→ Page excerpt
# pickles = toilet clog



## Total Tool (Dec 4, 2011)

So... We had an incident with someone in the family dumping about half a jar of midget dill pickles down the toilet. (dont ask)

Now the toilet flushes slow. The bowl fills quickly then drains slowly. I have tried the plunger without much luck and I also let it sit overnight. What can I do to bust up a pickle clog?


----------



## Alan (Apr 12, 2006)

http://cdn.stripersonline.com/e/e6/e6d96aac_closet-auger.jpeg


----------



## biggles (Jan 1, 2008)

if you can get a garden hose in there....:huh:wrap an old towel around the end of it push it down into the toilet keep it tight and let it rip....:wink: they will break down even some hot water


----------



## Total Tool (Dec 4, 2011)

Tried the garden hose. I couldnt get it to make the 180 turn. I didnt use a towel...? Not really sure what you meant by that. 

Is there anything else I can try before I go buy an auger? Do any places rent something like that? 

I'm thinking part of the problem is that its not a complete clog. I cant create any pressure with the plunger.

→ Data
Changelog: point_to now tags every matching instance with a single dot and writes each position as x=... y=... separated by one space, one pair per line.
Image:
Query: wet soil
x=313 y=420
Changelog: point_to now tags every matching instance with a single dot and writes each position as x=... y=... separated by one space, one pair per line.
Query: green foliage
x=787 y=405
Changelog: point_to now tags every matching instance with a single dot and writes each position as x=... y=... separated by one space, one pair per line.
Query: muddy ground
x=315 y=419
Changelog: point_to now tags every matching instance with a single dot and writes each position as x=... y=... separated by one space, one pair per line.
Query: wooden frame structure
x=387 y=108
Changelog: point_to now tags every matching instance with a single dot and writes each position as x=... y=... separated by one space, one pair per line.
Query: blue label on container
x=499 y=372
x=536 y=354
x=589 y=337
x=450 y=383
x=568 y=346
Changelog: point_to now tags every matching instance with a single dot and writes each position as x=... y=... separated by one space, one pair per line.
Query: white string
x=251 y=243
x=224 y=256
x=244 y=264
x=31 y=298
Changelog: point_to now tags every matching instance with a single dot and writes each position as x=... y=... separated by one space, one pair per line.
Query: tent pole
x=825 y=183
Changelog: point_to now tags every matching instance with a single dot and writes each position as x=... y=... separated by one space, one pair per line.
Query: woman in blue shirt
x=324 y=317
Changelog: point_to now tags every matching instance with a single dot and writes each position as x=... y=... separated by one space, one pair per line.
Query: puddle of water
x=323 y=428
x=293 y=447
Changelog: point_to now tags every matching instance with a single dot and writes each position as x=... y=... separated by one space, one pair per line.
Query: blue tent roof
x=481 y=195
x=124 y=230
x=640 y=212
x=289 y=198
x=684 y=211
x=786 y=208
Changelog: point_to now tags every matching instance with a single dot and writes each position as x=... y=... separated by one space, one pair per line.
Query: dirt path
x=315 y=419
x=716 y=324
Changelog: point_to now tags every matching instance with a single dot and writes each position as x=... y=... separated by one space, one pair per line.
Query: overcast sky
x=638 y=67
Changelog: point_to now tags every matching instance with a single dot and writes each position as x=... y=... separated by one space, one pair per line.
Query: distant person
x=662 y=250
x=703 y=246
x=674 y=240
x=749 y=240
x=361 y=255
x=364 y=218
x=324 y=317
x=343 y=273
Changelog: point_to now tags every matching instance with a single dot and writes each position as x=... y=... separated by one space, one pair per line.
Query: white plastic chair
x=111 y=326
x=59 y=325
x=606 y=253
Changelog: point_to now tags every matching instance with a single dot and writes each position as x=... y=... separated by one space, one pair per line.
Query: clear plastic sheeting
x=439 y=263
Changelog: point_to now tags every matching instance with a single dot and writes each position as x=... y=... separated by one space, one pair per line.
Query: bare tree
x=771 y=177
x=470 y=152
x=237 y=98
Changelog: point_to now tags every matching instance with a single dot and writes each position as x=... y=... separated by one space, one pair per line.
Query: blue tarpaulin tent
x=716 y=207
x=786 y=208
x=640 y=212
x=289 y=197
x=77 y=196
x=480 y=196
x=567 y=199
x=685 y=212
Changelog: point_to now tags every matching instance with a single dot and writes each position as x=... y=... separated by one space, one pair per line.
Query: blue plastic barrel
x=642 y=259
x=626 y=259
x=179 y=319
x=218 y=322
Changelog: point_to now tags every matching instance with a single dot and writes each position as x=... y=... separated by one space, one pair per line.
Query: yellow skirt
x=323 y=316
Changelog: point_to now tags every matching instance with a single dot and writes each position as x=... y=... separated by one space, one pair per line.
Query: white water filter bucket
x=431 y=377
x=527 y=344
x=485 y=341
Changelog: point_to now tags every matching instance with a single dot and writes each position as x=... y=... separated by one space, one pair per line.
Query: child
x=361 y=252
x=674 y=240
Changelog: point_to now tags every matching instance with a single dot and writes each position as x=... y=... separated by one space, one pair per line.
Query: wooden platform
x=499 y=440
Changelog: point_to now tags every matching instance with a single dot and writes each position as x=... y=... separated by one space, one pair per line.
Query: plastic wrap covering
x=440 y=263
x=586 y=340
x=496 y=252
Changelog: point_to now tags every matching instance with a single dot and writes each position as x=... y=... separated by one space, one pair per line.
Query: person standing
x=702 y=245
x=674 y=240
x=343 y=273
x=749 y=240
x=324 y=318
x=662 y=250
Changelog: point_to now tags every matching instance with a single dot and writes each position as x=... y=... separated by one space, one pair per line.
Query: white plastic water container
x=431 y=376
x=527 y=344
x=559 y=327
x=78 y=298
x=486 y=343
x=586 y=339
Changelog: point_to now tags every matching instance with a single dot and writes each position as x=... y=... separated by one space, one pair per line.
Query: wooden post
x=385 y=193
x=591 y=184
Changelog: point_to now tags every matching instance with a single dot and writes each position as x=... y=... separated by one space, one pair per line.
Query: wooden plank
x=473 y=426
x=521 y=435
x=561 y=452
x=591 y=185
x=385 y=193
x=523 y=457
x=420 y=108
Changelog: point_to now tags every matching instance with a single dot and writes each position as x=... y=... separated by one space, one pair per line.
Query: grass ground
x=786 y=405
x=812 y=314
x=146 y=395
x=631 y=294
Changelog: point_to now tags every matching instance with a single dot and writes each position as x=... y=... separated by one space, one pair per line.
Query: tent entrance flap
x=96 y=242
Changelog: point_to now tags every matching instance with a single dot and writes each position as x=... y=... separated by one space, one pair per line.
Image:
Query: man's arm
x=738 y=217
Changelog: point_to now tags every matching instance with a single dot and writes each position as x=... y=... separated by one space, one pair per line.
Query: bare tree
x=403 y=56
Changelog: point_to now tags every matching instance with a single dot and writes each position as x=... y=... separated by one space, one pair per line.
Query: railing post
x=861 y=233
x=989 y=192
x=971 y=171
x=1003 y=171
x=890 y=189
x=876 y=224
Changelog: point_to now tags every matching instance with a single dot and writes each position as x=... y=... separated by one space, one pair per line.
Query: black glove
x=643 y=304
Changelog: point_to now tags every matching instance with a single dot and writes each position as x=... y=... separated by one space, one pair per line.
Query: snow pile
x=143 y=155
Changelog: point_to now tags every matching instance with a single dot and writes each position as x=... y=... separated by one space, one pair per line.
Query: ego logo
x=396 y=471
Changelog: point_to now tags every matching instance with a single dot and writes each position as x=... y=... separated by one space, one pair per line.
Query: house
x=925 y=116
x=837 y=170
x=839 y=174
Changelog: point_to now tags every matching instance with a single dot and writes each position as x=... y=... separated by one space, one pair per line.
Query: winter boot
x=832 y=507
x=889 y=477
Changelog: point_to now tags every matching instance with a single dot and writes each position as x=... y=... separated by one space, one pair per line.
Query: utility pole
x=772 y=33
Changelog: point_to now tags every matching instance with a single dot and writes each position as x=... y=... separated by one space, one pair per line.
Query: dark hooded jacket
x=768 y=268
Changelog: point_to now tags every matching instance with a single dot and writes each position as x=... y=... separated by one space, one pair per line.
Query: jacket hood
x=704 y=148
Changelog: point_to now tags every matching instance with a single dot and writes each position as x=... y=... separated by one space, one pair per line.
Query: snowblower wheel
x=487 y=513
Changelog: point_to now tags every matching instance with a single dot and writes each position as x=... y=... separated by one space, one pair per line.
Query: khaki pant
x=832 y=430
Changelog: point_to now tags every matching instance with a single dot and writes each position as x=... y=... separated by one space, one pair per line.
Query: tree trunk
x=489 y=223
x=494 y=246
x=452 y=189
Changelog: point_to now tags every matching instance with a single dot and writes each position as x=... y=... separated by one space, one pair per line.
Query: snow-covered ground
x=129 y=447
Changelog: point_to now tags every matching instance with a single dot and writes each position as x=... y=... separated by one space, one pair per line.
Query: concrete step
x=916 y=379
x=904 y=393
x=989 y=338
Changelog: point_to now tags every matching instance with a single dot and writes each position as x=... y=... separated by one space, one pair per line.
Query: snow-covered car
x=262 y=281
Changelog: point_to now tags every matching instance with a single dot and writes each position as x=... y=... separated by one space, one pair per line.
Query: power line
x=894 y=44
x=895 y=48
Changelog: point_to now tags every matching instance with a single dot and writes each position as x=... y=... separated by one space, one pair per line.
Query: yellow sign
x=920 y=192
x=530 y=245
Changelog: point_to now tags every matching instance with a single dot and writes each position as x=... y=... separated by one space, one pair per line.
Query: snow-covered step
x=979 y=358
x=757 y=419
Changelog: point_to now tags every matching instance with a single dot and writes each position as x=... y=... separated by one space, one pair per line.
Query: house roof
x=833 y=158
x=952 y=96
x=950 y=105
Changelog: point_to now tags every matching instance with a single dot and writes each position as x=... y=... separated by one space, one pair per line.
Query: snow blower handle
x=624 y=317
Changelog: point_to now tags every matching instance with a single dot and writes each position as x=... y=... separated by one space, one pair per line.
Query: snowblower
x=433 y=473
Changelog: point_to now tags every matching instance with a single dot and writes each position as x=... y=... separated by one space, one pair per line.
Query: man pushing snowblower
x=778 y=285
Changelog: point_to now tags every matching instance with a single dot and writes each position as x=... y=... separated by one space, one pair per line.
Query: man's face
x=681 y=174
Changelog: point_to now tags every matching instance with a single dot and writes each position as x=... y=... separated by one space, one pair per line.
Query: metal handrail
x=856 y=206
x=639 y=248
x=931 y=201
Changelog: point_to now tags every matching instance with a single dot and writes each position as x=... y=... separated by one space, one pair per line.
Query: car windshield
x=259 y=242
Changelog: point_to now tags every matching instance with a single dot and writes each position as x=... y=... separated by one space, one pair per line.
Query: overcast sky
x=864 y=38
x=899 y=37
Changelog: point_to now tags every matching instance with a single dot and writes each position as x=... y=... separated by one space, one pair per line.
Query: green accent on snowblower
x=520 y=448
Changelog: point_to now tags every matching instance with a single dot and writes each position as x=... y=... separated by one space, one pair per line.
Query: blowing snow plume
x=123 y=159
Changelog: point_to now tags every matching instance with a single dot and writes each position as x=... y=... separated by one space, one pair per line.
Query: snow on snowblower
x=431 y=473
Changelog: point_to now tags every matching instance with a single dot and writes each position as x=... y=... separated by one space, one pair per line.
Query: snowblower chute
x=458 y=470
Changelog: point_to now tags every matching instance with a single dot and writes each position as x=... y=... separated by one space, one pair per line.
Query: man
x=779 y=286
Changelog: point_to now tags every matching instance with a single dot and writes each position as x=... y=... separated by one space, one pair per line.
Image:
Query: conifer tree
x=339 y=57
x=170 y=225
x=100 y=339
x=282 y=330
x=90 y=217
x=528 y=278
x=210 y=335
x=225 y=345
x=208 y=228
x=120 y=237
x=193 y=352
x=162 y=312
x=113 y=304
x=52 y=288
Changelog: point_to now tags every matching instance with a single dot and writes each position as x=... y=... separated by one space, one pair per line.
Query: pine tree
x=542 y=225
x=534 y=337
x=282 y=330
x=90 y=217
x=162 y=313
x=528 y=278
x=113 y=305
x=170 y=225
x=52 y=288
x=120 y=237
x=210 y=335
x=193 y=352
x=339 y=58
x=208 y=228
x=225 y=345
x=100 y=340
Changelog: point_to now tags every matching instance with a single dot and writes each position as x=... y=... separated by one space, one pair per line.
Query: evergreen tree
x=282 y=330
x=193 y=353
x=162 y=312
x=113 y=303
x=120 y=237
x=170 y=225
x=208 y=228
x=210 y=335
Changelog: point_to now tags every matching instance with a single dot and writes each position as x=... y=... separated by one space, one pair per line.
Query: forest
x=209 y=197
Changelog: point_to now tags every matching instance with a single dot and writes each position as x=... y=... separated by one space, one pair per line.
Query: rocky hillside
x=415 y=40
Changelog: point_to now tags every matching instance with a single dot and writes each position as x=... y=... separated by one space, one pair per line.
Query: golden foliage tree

→ Jobs
A - Name every distinct username that appears as a poster in the toilet clog thread.
B - Transcribe the toilet clog thread word for word, from "Now the toilet" up to and including "a pickle clog?".
C - Go on with the toilet clog thread, picking up after its last post.

→ Answers given
A -
Total Tool
Alan
biggles

B -
Now the toilet flushes slow. The bowl fills quickly then drains slowly. I have tried the plunger without much luck and I also let it sit overnight. What can I do to bust up a pickle clog?

C -
----------



## joecaption (Nov 30, 2011)

It would be just as cheap to just buy one.
Remove the toilet and tip it on it side and pick them out.
Install a new wax ring.


----------



## plummen (Jan 10, 2010)

Closet auger


----------



## biggles (Jan 1, 2008)

the trick is to wrap the wet towel at the end of the hose so all the water pressure goes down into the line not fill the toilet...not looking to snake the hose just pressurize the bowl trap...thats why the towel is used...


----------



## Total Tool (Dec 4, 2011)

Update: Hose trick failed. I bought a cheap toilet auger for $7 from my local menards and it did the trick in a few minutes.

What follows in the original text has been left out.